======== Selected extract

A beginner’s guide
Not only is the mounting evidence exceedingly clear about the urgent need to turn around industrial practices, but consumer dollars are sending the same, strong message. Economically speaking, the planet-friendly pie is too good to miss out on.In the beauty industry, new terms are popping up together with new environmentally-conscious methods. However, not all of the new methods and labels are clearly defined, meaning companies’ actual practices may vary widely.
Organic, fair trade, eco-friendly, clean, vegan… What does it all mean?
In an effort to clean up the linguistic mess, here are a few guidelines for beginners to understanding these words and products as we incorporate environmental beauty into personal beauty.
This term means that no animals have been used to test the product. The Leaping Bunny label is the seal of approval of the likewise-named umbrella organization, made up of anti-vivisection, humane and animal alliance institutions. It can be trusted that products with this label have been produced without having been tested on animals or research involving animals as part of product development or production.

================

Required work ▸
Answer these from the beginner's guide to beauty labels:
(a) Why may companies' actual practices vary widely?
(b) Which label is the seal of approval of an umbrella organization?
(c) What kinds of institutions make up that organization?

======== Extracted records

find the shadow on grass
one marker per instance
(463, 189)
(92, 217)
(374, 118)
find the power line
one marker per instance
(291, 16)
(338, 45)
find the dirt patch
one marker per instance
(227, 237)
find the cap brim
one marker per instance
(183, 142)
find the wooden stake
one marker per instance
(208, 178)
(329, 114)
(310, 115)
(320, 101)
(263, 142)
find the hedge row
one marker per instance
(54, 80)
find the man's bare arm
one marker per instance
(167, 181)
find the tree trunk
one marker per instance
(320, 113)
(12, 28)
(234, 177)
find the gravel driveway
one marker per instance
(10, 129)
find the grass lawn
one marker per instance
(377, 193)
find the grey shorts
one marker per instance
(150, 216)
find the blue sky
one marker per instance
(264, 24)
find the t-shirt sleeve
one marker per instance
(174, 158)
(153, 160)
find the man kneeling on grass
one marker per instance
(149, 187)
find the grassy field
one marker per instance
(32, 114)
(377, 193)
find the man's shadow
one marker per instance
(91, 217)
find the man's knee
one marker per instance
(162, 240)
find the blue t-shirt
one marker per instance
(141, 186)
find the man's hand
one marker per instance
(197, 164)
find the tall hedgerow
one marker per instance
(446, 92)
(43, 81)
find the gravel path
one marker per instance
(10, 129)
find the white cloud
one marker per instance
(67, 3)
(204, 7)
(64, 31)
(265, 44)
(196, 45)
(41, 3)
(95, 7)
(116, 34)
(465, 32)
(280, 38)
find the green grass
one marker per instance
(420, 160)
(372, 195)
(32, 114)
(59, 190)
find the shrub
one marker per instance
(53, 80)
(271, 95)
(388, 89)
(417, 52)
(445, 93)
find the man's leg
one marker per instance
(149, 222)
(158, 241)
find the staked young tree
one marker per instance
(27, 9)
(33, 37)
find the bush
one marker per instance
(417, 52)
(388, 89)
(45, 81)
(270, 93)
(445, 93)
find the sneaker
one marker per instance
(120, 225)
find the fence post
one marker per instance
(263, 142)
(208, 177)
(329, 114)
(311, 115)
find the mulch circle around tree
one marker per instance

================

The answer ▸
(a) Not all of the new methods and labels are clearly defined.
(b) The Leaping Bunny label.
(c) Anti-vivisection, humane and animal alliance institutions.